*Task brief*
Could you collect every line of the listing below that contains the string "ground"? Case counts.

*Data for this task*
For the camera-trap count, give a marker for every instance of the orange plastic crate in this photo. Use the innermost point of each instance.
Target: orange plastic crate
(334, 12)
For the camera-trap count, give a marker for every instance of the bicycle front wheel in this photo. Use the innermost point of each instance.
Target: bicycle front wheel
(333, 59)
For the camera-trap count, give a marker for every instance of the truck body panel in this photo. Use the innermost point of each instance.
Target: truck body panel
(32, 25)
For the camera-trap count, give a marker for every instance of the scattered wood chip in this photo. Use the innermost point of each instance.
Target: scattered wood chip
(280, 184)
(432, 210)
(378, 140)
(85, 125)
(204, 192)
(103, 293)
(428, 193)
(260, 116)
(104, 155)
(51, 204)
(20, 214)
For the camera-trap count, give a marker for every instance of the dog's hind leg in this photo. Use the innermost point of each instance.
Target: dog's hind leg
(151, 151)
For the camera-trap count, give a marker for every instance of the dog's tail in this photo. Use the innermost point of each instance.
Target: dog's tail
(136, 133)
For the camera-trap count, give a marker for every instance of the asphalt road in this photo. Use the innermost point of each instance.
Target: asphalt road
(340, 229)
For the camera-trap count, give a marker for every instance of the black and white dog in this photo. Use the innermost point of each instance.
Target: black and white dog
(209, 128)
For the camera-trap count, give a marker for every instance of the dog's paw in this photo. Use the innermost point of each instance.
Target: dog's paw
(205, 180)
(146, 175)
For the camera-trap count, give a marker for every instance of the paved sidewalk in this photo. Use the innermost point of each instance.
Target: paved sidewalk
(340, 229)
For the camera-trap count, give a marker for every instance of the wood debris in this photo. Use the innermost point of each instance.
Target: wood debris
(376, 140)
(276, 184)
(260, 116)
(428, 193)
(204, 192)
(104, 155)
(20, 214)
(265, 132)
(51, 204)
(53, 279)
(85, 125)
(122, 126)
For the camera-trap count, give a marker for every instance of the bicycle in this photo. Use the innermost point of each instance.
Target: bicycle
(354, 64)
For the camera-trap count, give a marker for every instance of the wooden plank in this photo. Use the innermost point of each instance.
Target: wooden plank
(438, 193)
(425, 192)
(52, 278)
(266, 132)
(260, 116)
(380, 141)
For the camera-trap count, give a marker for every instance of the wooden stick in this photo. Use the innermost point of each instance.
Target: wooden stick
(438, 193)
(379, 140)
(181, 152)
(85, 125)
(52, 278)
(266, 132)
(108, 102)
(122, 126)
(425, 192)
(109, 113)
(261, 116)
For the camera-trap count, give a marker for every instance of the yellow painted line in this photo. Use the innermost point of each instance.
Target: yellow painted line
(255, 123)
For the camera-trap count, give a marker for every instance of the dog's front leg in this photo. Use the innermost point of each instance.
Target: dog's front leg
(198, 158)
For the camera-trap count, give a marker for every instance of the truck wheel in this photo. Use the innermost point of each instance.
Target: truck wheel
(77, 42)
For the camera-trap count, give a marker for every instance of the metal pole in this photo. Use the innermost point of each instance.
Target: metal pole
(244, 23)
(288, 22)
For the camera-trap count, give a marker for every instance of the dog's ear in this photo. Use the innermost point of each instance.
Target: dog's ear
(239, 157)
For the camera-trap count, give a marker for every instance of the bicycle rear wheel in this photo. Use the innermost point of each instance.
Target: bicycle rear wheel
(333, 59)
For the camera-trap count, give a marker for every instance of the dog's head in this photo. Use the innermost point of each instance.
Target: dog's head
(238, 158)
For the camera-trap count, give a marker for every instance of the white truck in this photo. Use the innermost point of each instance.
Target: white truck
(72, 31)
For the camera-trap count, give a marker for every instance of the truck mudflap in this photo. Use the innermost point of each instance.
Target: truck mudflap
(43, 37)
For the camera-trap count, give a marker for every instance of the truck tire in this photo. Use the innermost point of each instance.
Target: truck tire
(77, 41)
...
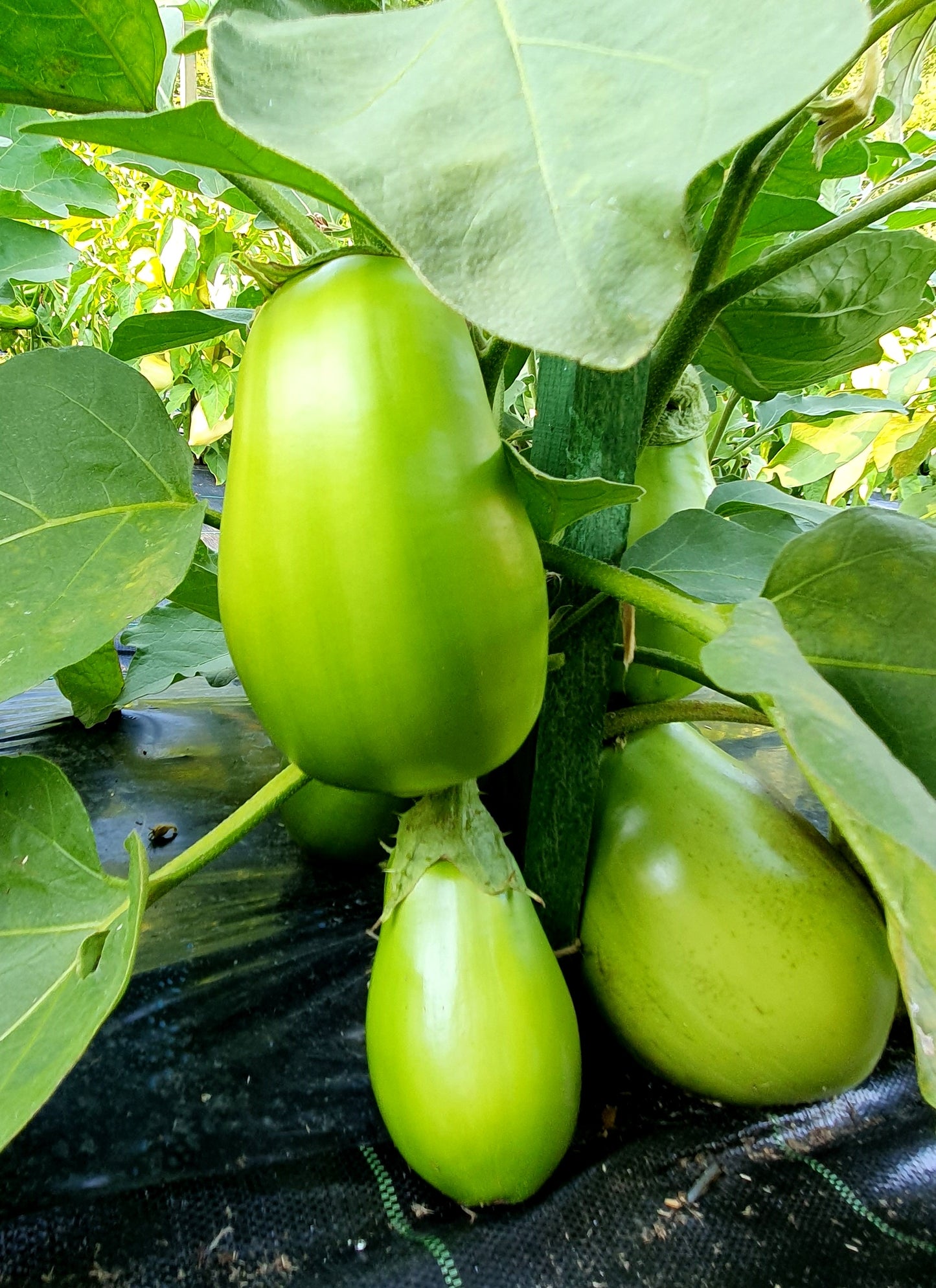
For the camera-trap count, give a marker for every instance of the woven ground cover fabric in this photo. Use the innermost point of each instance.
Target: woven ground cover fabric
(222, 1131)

*Result of this exercise*
For the camera-trap count, give a marker for every instance of the woven ground cover fabric in this photo. Use the innermost point of each instance.
Target: woven ground cover fabric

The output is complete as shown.